TASK INSTRUCTIONS
Copy every one of the items below word for word, keeping each line in its original order.
## start EXCERPTED DATA
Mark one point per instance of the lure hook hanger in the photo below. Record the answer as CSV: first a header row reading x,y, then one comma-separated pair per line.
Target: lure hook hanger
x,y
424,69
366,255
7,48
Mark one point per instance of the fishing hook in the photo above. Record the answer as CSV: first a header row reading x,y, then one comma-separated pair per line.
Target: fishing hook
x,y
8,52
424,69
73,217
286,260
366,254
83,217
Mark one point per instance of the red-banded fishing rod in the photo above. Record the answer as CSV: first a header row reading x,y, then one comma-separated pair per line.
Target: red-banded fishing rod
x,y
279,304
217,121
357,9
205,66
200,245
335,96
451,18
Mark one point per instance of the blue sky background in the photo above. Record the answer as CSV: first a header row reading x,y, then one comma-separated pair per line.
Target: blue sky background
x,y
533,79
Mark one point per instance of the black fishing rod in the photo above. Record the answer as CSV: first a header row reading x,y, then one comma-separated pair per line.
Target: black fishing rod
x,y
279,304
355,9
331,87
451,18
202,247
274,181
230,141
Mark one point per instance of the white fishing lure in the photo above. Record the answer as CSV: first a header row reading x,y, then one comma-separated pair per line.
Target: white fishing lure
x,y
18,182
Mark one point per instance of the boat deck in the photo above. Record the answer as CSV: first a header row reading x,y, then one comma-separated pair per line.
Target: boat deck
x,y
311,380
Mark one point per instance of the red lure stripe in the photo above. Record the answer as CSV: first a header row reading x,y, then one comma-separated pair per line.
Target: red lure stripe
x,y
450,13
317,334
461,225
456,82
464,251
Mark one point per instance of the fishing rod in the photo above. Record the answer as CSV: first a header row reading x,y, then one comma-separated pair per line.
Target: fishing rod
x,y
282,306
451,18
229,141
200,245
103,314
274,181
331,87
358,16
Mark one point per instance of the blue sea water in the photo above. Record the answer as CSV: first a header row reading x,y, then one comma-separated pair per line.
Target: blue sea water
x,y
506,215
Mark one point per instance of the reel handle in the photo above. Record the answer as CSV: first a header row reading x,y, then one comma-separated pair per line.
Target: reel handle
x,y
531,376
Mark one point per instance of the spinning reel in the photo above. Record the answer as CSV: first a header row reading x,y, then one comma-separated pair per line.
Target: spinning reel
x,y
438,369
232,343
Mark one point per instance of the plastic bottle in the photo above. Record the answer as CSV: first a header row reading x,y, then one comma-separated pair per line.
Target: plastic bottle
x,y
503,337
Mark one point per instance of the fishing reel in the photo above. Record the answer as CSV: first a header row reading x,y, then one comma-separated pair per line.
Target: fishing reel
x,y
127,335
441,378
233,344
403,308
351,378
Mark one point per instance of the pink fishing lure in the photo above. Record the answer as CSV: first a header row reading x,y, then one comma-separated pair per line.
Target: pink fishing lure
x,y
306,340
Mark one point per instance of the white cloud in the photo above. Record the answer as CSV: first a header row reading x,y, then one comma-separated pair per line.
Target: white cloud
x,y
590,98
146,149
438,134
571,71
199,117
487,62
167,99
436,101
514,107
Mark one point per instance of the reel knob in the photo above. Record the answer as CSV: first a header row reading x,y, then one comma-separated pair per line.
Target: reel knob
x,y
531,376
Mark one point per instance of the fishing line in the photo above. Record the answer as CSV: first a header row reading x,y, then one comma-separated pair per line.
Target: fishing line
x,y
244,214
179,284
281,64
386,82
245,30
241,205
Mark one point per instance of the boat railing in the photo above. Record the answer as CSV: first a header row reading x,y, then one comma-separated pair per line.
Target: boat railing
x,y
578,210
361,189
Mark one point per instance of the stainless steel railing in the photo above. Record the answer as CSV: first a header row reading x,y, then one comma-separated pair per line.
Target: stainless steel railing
## end EXCERPTED DATA
TASK OUTPUT
Mark one point per instance of the lure hook hanger in the photo below. Record the answer as CSV: first a header row reading x,y, then one comma-separated pair per line.
Target: lure hook hanger
x,y
424,69
366,255
7,48
Mark one point per instance of the fishing hook in the photo above. Record the answer as CSV: first a header row reading x,y, then one comma-separated pair per line.
Target: fishing hook
x,y
8,52
424,69
73,217
286,260
366,254
83,217
Mark one point per instance of the red-banded fishing rod in the photo above. Record the answer as CSV: first a header row reading x,y, then one comma-separated pair per line.
Target: red-banded fishing rod
x,y
279,304
217,121
357,9
205,66
200,245
335,96
451,18
Mark one point per instance of the blue sky background in the photo above. Record the answer as CSV: first a header row reading x,y, then one comma-separated pair per line.
Target: blue sky background
x,y
533,79
Mark one point per instance of the black fishing rod in the photo above. Record the answer as CSV: first a header row reading x,y, then one comma-separated pair per line.
Target: black fishing rod
x,y
279,304
355,9
331,87
451,18
202,247
274,181
230,141
Mark one point per instance of the white fishing lure in the photo above. Record the answer as CSV: first a header row reading x,y, then one comma-separated pair per line.
Target: white fishing lure
x,y
18,182
Mark one point per instance of the boat deck in the photo above. Record the answer as CSV: first a header row reading x,y, then one comma-separated pair per line.
Target: boat deck
x,y
311,380
Mark one point per instance of the red lure stripe in the photo above. Record the answer as CSV: first a header row reading x,y, then one comma-separated pair per line.
Target: red lure stripe
x,y
450,13
317,334
461,225
456,82
464,251
Mark one point per instance of the fishing rod in the photo above. Record the answer as CSV: first a header row reading x,y, then one comma-separated pair per line.
Target: fishing rod
x,y
282,306
451,18
229,141
200,245
103,314
274,181
331,87
358,16
Mark one point per instance of the blue sea water in the photo above. Record the answer as CSV: first a header row reading x,y, then one comma-separated pair per line.
Target: blue sea water
x,y
506,215
Mark one point per instance of the reel handle in the photo above. Record the answer as CSV: first a header row reading x,y, then one comma-separated pair per line.
Target: reel handle
x,y
531,376
Mark one point per instance of the spinning reel in the photo above. Record the answer as CSV: first a header row reading x,y, then one comma-separated pair per line.
Target: spinning reel
x,y
438,369
232,343
Mark one point per instance of the plastic bottle in the photo above. Record the answer as CSV: first a header row reading x,y, then one comma-separated pair per line.
Target: plastic bottle
x,y
503,337
Mark one point per instance of the fishing reel in the photo above. Record the answer as CSV: first a header row reading x,y, then one comma-separated pair per line.
Target: fishing reel
x,y
127,335
441,378
233,344
403,308
351,378
Mark one point per instance of the pink fishing lure in the photo above. Record the answer as CSV: first a header row reading x,y, then one comma-separated pair per line.
Target: pink fishing lure
x,y
306,340
Mark one point per instance of the white cloud in the photo above. Record the answer as CSV: first a header row reading x,y, then one comma-separated pair per line.
Target: white cloud
x,y
590,98
146,149
438,134
571,71
199,117
487,62
167,99
436,101
514,107
Mark one point per instance of the reel knob in the photo above. Record the answer as CSV: first a header row reading x,y, then one comma-separated pair per line.
Target: reel knob
x,y
531,376
Mark one point per instance of the fishing line in the photo above. Record the answer as CSV: first a header row reading x,y, then one comma-separated pair per line.
Target: fishing line
x,y
244,214
179,284
281,64
386,82
245,30
241,205
Mark one point per instance of the boat railing in the photo above. Record the answer as CSV: first a header row reading x,y, then one comma-separated pair per line.
Target: boat railing
x,y
578,210
361,189
Mark one point per instance of the stainless steel railing in the photo above. Record the answer as CSV: first a header row reading x,y, then one comma-separated pair per line.
Target: stainless steel railing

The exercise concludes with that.